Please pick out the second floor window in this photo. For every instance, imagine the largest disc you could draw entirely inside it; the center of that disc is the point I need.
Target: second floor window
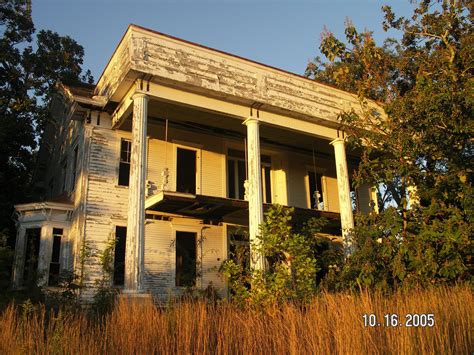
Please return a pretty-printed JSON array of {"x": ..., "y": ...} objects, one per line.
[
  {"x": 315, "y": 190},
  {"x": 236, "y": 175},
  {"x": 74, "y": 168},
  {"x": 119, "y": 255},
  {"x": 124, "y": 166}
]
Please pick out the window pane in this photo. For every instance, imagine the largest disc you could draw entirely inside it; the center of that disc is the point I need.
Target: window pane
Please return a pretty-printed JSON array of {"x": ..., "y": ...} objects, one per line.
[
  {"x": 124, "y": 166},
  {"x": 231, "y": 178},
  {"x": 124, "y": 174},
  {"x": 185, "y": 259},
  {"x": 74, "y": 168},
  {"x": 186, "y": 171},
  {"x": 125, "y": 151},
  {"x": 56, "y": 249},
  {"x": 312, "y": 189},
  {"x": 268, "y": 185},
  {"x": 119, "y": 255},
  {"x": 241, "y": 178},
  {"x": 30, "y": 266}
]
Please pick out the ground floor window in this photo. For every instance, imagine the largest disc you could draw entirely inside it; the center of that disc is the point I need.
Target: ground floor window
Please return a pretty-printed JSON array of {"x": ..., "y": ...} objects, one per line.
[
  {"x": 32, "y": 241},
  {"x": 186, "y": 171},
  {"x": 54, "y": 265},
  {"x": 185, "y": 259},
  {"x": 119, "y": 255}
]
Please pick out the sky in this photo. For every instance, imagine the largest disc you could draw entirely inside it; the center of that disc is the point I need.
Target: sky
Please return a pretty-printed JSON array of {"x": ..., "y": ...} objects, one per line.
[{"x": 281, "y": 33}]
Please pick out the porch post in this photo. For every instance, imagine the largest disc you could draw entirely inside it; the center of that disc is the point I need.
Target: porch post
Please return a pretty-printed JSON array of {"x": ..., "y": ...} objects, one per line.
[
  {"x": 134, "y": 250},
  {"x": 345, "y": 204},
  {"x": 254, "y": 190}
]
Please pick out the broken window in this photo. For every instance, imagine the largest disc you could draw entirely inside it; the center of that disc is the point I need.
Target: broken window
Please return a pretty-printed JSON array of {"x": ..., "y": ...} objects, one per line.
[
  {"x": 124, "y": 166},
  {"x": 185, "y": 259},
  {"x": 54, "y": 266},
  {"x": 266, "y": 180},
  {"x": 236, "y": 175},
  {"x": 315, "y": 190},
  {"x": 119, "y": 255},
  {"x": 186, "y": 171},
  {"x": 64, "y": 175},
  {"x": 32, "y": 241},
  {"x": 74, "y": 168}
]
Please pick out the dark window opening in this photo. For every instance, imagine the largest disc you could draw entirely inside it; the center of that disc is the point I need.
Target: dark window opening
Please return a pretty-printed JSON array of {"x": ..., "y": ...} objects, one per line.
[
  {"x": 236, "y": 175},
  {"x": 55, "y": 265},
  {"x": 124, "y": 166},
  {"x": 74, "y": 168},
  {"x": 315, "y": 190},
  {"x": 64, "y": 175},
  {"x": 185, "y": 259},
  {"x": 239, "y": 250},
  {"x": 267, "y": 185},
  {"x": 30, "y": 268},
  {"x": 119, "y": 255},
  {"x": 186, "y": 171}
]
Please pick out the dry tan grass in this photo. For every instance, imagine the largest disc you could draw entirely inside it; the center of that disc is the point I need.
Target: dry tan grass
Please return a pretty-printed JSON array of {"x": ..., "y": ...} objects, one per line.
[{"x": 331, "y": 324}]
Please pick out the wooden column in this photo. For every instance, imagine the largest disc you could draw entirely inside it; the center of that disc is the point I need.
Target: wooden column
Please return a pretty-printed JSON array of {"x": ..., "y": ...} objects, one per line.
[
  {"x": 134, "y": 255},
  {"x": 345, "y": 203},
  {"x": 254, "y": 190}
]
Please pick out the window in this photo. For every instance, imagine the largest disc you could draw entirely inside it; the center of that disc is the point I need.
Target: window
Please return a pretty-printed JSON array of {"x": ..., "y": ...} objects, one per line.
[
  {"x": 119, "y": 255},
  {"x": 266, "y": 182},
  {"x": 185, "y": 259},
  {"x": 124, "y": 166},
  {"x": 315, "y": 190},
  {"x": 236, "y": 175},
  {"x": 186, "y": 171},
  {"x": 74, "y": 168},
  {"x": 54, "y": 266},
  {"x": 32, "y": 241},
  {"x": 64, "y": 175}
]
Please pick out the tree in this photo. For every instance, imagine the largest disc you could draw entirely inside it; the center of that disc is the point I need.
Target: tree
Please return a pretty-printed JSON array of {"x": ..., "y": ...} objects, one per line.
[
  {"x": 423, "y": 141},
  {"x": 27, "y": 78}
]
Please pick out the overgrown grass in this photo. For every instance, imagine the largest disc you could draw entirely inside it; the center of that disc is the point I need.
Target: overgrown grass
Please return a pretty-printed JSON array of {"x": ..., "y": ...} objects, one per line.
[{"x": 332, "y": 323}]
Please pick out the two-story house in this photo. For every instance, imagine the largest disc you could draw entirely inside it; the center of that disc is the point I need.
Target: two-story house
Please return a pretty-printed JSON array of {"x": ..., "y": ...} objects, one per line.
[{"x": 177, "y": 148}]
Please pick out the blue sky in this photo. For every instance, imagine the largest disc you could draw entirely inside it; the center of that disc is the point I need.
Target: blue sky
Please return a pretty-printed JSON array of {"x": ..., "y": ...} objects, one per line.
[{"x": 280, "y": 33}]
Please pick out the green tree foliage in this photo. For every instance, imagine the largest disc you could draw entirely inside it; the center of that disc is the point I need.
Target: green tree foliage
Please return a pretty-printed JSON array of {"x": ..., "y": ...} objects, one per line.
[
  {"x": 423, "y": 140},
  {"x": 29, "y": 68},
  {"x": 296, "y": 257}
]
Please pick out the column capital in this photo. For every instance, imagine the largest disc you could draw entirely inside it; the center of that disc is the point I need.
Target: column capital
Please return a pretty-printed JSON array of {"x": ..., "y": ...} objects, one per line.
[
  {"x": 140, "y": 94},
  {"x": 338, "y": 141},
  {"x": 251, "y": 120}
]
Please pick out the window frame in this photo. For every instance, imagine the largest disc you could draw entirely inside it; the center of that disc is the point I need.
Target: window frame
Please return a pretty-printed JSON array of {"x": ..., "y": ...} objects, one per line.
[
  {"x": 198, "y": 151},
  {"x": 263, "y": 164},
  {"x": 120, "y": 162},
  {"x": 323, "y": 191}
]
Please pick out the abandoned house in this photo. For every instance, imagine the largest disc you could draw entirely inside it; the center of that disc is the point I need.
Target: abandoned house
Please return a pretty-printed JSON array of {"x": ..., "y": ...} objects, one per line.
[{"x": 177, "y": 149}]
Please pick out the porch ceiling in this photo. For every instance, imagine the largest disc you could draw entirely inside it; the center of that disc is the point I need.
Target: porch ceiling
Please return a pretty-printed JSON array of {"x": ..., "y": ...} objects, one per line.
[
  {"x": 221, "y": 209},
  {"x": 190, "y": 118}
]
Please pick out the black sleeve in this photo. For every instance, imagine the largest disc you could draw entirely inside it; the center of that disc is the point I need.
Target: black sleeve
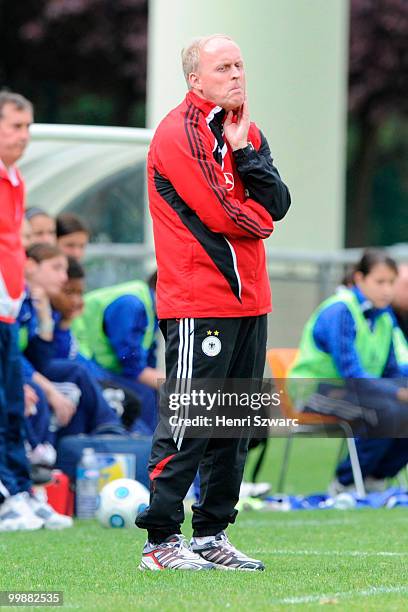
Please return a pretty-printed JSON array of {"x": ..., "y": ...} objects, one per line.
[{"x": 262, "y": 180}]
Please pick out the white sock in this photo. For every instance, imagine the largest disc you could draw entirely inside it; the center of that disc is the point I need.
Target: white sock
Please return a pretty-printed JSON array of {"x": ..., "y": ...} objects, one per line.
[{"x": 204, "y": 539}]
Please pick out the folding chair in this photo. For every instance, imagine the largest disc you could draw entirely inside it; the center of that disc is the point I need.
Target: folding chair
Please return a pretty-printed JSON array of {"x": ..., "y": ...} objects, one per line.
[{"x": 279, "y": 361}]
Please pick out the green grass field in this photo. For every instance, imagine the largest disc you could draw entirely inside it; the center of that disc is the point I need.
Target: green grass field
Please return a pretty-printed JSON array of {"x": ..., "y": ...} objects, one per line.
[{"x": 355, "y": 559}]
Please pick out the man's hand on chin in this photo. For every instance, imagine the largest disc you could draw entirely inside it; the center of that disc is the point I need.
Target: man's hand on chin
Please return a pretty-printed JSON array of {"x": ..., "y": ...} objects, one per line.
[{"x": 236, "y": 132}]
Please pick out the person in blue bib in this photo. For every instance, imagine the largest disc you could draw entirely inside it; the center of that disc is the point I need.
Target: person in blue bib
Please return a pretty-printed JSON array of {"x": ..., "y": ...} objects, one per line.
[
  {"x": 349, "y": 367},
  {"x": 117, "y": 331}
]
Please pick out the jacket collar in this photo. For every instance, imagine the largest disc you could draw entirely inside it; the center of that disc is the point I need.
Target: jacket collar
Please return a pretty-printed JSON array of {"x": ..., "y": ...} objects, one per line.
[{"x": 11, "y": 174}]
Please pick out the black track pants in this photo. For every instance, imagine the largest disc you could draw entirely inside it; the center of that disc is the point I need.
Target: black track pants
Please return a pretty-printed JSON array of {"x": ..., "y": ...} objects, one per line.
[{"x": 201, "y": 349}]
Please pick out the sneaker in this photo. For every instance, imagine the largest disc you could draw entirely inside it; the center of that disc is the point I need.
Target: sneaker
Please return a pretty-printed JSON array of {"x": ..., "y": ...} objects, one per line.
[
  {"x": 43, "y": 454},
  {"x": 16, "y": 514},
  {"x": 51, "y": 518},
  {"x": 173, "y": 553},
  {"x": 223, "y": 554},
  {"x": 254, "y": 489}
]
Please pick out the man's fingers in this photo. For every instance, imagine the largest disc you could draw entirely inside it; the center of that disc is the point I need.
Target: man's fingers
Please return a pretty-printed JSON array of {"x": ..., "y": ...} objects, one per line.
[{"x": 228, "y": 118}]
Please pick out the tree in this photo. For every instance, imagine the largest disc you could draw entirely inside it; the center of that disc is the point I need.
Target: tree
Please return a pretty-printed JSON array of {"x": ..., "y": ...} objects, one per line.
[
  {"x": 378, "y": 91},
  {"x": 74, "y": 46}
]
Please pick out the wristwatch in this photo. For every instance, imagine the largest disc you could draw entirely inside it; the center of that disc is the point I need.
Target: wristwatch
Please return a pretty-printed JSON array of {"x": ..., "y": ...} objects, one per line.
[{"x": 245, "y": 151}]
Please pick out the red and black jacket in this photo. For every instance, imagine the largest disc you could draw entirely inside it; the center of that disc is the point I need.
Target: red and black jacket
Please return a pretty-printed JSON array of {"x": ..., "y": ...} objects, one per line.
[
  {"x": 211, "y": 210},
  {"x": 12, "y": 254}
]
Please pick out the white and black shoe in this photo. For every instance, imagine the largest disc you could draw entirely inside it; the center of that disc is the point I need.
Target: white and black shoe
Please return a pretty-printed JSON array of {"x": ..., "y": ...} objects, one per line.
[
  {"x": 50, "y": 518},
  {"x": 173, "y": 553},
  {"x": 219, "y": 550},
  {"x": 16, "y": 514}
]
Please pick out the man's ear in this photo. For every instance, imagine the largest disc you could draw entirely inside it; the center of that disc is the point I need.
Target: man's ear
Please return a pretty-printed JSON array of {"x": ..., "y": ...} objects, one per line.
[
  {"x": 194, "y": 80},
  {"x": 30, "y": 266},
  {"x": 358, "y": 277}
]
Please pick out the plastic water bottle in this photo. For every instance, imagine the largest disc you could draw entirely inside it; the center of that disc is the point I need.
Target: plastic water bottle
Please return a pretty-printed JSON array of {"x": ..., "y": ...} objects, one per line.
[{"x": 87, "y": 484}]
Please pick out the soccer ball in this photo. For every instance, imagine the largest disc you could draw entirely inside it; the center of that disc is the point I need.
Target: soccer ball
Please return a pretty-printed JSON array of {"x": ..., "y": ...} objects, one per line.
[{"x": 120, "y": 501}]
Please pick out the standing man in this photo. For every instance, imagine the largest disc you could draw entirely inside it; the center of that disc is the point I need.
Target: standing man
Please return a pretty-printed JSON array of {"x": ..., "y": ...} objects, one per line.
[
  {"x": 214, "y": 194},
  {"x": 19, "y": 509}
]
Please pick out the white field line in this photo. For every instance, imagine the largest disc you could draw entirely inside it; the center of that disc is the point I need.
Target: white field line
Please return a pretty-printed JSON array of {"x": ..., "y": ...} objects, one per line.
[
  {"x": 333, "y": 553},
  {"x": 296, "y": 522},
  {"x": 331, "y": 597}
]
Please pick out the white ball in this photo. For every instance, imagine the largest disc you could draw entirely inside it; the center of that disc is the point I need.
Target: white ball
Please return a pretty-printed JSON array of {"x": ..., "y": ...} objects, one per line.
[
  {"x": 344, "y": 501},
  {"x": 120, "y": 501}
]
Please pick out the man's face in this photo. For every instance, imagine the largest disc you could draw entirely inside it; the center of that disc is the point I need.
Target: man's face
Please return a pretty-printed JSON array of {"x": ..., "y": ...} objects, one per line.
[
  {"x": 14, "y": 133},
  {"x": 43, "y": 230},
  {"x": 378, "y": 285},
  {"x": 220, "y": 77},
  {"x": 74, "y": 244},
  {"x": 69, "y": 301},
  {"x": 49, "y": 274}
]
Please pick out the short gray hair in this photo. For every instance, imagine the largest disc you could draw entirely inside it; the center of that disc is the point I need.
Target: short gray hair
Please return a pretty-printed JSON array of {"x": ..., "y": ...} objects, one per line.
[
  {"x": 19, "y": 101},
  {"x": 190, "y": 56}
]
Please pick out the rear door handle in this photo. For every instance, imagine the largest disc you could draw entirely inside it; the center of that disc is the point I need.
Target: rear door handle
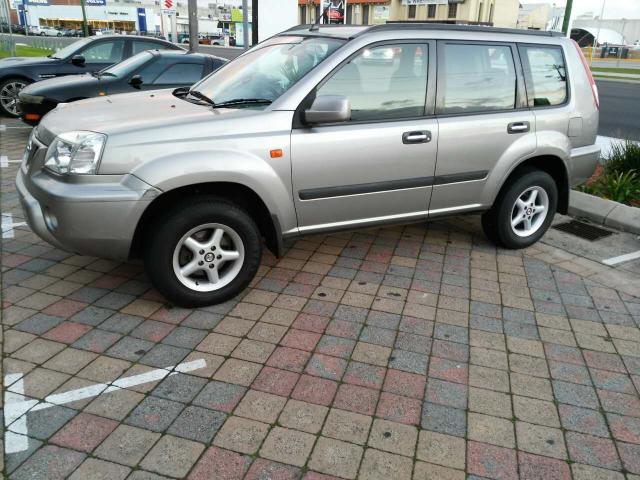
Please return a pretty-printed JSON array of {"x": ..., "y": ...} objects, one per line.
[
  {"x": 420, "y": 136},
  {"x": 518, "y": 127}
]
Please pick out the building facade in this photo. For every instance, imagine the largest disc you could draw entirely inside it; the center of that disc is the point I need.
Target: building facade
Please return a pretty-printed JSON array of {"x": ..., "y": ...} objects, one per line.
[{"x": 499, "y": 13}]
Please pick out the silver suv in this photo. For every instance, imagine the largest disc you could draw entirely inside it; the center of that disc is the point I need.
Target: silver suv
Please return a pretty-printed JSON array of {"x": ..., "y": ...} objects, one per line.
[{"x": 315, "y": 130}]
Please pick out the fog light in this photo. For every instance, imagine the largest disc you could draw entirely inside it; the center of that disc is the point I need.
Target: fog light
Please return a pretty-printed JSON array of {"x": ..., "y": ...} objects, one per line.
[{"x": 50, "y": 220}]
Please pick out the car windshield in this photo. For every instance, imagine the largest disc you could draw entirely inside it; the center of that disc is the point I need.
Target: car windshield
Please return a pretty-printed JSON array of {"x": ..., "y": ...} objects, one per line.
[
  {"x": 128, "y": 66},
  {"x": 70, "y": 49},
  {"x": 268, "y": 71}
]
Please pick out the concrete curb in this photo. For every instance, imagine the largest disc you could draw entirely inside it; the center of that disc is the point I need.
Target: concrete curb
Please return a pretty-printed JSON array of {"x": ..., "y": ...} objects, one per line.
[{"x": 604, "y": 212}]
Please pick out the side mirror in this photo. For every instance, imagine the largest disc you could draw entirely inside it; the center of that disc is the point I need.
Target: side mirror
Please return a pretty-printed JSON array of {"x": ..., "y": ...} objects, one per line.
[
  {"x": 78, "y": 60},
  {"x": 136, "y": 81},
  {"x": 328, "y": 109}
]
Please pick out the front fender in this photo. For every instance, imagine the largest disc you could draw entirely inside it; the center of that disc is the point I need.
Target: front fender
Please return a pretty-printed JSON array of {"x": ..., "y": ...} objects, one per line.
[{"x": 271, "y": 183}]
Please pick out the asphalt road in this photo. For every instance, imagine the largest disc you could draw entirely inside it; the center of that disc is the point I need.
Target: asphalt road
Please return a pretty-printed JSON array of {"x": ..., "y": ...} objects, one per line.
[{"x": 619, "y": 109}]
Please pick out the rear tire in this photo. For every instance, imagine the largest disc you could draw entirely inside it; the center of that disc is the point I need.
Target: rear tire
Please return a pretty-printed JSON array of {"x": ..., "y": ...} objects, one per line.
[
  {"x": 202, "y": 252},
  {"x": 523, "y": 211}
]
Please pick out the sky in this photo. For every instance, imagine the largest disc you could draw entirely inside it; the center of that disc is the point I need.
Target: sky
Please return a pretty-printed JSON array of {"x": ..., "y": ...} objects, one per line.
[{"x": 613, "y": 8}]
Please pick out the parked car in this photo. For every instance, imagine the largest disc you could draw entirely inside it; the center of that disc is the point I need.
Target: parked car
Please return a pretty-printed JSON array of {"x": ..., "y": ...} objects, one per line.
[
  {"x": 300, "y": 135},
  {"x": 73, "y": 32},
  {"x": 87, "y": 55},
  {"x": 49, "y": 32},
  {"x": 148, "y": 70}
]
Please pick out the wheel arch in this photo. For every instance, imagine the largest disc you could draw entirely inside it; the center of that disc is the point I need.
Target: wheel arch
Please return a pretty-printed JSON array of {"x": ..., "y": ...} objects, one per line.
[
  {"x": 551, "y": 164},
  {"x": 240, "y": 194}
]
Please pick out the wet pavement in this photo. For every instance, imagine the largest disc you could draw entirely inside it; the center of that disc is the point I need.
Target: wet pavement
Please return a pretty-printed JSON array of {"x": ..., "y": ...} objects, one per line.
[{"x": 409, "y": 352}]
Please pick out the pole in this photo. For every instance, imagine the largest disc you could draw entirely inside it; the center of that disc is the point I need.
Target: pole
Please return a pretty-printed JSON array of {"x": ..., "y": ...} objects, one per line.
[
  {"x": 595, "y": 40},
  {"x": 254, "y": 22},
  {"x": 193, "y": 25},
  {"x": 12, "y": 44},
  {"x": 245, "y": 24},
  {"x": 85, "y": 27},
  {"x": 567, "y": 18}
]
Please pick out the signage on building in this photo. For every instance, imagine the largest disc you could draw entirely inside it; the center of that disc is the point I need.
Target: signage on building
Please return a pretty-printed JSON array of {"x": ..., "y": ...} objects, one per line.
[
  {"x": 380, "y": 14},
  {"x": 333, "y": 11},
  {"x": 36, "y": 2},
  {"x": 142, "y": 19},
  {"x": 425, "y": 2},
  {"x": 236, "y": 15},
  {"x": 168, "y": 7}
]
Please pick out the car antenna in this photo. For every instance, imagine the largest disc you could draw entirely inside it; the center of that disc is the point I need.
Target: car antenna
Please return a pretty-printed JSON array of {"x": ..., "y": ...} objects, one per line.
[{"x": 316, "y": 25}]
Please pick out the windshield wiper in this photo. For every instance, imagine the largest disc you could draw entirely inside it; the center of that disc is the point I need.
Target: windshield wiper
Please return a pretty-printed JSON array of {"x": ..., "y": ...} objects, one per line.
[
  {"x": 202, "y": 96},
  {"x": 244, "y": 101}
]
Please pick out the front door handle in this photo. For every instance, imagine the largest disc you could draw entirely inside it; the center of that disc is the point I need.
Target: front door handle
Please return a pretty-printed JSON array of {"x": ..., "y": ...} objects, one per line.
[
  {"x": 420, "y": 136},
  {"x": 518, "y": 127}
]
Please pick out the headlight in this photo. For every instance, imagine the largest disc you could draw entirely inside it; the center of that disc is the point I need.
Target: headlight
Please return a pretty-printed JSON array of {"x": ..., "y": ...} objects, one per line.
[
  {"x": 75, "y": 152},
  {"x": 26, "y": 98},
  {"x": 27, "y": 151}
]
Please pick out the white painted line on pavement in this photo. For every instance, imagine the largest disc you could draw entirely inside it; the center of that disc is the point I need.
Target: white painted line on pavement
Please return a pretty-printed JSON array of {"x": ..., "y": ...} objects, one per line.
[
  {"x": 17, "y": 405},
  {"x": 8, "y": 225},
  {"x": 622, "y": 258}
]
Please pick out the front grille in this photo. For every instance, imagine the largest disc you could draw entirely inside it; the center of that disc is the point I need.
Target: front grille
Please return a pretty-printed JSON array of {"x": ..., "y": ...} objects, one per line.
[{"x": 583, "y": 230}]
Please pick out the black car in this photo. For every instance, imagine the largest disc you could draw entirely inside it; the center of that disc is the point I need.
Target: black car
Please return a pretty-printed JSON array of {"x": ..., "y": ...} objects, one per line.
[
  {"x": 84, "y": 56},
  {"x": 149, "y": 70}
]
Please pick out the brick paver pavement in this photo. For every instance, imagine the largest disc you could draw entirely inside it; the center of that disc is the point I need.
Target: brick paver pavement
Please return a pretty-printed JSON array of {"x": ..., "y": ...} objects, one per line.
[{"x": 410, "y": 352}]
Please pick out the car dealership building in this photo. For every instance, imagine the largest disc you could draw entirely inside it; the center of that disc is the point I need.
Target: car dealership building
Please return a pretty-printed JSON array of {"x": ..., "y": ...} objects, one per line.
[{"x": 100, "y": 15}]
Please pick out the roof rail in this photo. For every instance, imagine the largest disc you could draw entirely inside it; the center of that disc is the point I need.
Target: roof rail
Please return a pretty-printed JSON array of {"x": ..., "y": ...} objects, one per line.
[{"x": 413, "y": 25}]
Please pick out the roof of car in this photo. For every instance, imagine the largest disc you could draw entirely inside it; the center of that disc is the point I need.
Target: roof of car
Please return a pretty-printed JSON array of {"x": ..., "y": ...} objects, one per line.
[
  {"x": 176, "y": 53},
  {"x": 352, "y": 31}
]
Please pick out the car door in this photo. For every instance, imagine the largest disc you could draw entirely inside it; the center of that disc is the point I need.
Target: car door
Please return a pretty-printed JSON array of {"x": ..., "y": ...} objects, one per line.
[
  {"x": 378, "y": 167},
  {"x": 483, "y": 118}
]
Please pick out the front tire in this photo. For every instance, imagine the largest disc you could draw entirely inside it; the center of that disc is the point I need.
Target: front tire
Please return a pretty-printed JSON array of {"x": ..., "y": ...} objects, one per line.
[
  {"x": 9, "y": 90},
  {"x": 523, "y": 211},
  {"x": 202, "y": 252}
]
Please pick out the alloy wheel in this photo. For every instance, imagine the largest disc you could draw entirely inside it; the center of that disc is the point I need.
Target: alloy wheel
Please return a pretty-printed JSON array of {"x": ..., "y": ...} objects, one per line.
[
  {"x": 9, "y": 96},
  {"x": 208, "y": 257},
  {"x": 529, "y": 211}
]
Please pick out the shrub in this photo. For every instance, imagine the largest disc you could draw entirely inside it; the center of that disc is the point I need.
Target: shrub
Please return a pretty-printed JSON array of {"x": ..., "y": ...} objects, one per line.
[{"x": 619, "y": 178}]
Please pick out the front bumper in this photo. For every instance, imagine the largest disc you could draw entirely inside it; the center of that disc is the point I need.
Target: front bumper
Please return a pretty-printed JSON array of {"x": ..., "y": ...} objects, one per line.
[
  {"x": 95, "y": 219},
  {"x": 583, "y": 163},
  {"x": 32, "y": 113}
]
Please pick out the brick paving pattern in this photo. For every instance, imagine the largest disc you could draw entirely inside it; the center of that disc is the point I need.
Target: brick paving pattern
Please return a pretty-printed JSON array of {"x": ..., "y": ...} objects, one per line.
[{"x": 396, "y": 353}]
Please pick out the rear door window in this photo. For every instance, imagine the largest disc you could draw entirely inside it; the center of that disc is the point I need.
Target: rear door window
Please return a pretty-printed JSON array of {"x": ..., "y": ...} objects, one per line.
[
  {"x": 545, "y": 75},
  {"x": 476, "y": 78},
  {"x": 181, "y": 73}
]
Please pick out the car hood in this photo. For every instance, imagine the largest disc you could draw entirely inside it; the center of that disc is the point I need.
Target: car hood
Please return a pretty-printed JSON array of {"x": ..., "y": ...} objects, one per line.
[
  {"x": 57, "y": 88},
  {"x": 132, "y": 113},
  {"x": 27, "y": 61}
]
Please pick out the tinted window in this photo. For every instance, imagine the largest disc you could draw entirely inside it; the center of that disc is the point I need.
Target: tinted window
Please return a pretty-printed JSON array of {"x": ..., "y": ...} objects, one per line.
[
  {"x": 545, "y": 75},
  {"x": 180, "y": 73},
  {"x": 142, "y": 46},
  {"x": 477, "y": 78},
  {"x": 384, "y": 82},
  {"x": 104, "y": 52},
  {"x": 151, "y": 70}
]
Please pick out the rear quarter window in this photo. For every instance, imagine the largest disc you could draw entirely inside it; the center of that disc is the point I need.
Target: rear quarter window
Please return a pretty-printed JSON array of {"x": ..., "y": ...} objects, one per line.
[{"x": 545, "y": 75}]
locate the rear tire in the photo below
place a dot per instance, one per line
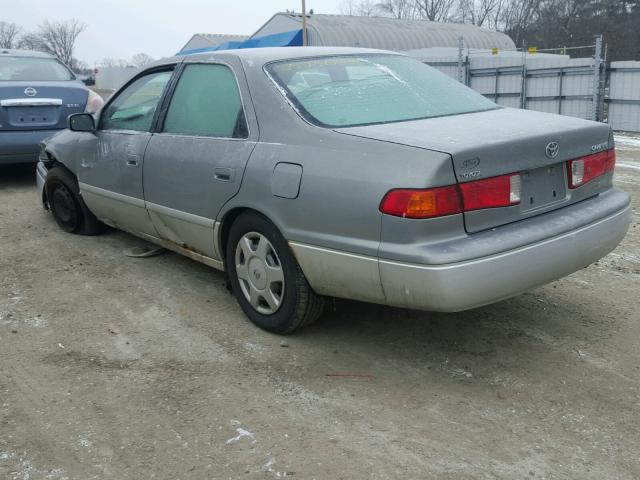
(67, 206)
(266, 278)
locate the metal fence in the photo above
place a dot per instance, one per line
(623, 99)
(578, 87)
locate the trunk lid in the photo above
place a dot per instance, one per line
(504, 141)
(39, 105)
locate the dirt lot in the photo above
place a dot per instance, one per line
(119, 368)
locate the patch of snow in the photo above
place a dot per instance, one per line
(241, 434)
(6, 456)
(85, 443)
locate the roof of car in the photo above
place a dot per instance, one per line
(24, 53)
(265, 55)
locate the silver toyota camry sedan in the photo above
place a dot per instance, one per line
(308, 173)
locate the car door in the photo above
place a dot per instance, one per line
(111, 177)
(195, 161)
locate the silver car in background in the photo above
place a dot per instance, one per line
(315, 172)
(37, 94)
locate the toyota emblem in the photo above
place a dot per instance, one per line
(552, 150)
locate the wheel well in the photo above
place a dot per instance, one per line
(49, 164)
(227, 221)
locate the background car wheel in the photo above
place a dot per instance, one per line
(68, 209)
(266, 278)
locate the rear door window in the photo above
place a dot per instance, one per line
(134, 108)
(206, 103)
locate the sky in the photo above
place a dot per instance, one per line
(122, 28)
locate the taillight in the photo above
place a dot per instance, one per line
____
The problem => Copy the material above word for word, taking the first line, the line containing "Target: second floor window", and every line between them, and nothing else.

Your response =>
Please pick out the second floor window in this photo. For every instance, imagine the largest disc you could draw entirely inside it; the center of that disc is the point I need.
Target: second floor window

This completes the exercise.